# [About this exercise]
Beginning at the top of the entries below, retype each line exactly until the line containing "Task: point to each instance of the black tire" has been written out; include no pictures and no later lines.

# [Material for this exercise]
= = = = = = =

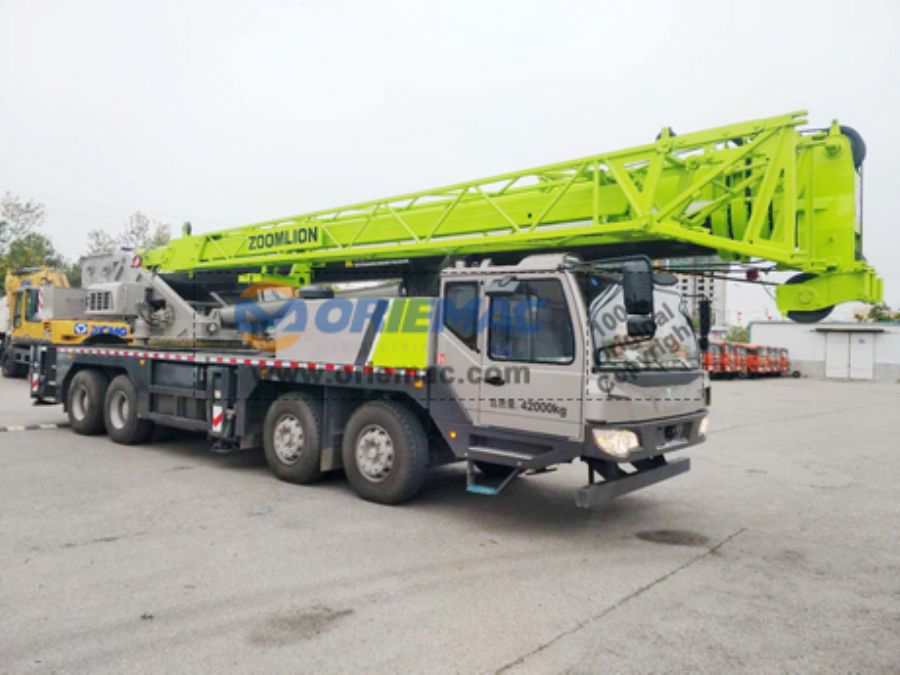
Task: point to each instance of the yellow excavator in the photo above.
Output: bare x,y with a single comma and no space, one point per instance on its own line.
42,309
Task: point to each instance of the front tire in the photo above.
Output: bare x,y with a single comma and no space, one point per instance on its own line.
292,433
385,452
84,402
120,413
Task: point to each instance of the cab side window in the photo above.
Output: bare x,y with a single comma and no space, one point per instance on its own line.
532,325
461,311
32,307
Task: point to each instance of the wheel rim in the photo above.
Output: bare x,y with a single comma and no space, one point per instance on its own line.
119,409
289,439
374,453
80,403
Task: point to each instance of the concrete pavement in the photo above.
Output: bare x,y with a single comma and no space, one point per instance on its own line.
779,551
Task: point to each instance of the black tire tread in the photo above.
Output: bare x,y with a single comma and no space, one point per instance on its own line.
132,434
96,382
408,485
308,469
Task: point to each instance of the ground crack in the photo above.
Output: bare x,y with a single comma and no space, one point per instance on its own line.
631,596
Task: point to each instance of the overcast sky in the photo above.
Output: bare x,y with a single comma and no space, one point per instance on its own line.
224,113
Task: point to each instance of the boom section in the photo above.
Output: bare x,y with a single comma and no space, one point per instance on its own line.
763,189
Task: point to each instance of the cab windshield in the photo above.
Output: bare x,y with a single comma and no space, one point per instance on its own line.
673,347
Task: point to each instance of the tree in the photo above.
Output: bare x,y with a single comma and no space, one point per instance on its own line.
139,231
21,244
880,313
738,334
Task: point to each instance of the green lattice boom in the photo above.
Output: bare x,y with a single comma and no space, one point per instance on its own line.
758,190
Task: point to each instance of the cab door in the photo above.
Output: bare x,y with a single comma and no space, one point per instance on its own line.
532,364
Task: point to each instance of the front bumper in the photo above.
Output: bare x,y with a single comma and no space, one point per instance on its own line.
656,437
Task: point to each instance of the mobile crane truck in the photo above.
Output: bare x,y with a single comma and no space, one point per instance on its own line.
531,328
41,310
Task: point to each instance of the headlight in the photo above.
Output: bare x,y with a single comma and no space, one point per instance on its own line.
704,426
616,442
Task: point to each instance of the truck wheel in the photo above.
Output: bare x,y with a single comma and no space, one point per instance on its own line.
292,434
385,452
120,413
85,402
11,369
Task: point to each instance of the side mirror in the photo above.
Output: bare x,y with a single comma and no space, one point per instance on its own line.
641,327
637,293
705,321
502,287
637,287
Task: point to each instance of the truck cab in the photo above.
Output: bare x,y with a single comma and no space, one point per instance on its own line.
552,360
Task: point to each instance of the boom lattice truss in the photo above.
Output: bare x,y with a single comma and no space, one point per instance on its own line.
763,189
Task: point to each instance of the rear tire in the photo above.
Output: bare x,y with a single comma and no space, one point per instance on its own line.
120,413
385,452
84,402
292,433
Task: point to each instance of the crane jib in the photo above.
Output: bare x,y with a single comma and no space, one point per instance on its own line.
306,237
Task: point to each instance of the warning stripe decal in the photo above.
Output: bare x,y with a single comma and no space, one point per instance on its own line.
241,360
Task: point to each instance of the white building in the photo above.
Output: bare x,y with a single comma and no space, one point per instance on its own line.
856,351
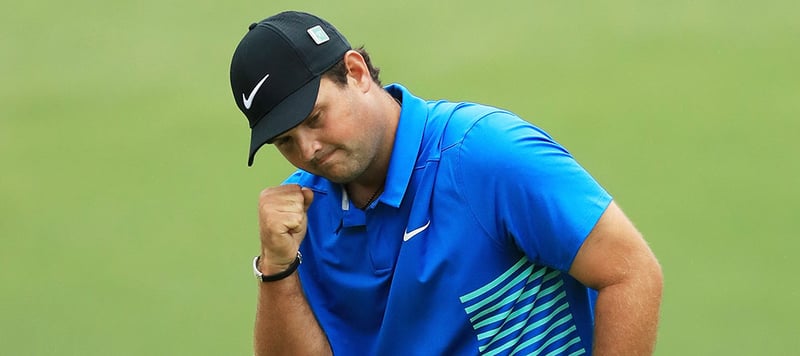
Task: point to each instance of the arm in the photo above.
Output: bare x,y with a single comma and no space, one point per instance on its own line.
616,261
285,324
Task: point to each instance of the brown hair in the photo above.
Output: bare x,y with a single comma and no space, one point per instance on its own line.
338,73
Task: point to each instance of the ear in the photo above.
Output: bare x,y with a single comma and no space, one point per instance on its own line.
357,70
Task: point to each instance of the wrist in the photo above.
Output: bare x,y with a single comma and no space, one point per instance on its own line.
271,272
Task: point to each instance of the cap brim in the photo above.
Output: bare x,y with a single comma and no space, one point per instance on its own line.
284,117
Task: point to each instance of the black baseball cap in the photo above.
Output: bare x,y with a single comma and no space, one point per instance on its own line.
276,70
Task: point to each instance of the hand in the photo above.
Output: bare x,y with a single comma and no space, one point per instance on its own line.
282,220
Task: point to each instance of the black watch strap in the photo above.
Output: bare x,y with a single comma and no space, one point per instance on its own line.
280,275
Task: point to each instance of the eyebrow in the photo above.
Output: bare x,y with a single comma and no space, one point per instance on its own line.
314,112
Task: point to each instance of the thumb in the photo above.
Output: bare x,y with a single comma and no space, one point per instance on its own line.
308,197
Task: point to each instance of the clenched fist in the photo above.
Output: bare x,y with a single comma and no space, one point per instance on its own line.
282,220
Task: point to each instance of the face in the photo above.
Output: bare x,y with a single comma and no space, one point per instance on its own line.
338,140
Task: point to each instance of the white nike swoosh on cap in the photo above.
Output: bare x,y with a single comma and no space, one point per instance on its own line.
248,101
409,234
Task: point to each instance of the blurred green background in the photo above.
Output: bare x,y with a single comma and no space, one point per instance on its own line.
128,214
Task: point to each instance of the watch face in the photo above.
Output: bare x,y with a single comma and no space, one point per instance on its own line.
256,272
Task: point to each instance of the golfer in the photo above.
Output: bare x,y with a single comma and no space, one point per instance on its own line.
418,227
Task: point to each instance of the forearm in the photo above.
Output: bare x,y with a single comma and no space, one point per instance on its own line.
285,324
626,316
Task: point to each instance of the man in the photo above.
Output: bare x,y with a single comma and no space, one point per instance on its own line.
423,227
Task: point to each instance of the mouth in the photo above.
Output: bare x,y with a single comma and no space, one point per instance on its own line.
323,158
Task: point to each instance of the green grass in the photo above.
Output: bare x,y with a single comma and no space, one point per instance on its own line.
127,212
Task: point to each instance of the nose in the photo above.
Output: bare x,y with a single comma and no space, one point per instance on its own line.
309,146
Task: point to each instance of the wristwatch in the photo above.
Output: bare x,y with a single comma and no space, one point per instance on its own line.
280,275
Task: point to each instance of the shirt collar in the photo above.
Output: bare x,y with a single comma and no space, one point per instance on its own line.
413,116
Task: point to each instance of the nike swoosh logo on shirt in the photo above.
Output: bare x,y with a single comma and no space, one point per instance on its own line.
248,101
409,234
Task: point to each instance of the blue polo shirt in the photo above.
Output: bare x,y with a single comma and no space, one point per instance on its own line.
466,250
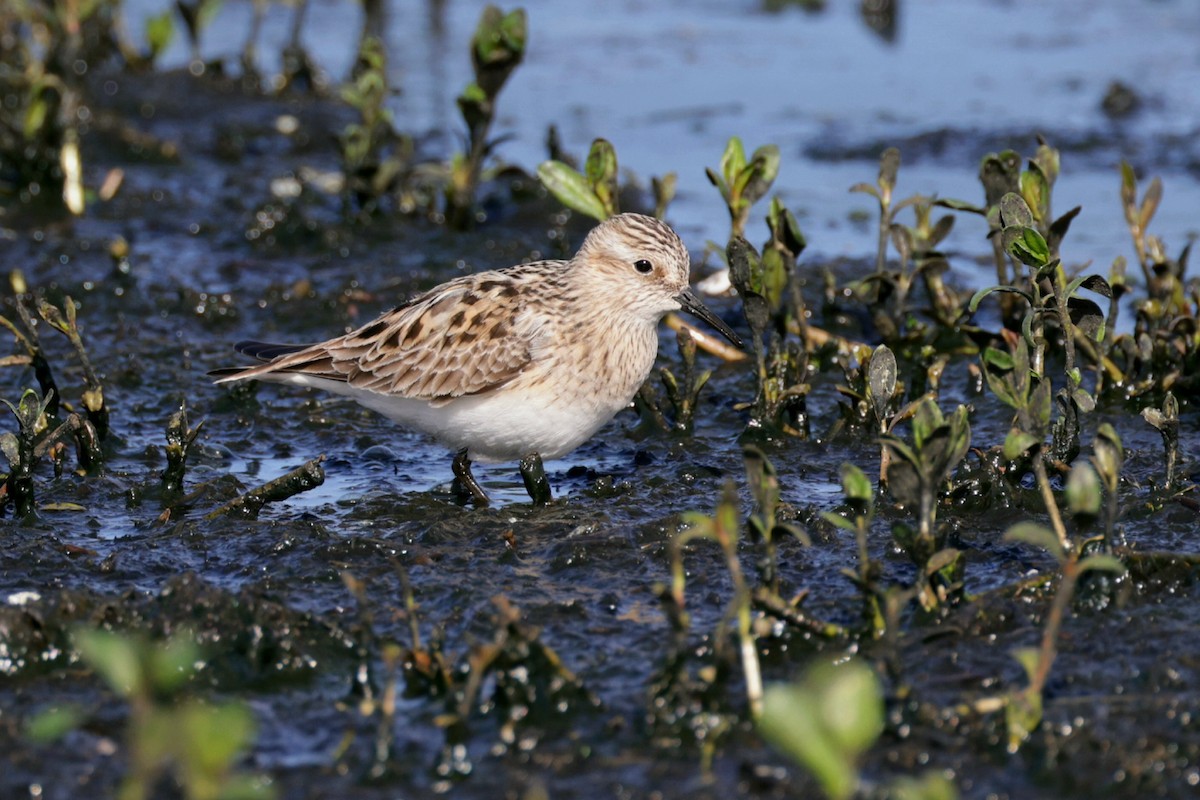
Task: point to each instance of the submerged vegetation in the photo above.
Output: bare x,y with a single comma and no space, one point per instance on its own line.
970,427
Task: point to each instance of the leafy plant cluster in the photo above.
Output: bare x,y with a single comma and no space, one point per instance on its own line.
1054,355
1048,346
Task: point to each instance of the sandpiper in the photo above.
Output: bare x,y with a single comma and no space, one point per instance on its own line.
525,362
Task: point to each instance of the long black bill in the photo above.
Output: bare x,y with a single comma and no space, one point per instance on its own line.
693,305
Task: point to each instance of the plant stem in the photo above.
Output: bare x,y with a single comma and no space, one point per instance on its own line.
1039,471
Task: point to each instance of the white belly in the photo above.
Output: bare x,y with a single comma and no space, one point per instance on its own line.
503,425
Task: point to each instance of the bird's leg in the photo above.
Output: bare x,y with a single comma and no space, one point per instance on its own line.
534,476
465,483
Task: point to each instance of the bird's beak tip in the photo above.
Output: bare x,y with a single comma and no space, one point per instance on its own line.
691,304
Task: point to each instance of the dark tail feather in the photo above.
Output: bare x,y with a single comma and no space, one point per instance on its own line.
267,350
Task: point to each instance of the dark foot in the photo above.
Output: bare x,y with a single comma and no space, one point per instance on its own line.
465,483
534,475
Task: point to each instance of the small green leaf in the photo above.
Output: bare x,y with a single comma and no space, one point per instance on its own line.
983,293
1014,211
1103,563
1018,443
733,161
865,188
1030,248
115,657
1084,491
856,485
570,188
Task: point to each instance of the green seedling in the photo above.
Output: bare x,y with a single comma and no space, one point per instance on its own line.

= = = = = = =

# [Answer for the task]
Task: point to each instance of the yellow excavator in the photo above.
Output: bare x,y with a single comma and no space, one point per instance on its own line.
42,309
Task: point to each instance of the front tire in the photo above.
Output: bare x,y with a single comma and no space, one point per instance on its own line.
292,433
385,452
84,402
120,413
Task: point to each instance of the cab side window in the photo above.
Output: bare x,y with a single comma and no space, one point per instance on its own line.
532,325
461,311
32,307
Task: point to each instance of the wheel rim in the photo above.
Output: bare x,y with a single comma and no space, one point per instance on its own line.
119,409
289,439
374,453
80,403
Task: point to each instance of the concrete pavement in the photo above.
Output: bare x,y with a single comma and no space, one point per instance on its own line.
779,551
Task: point to each instance of the black tire tread in the photo above.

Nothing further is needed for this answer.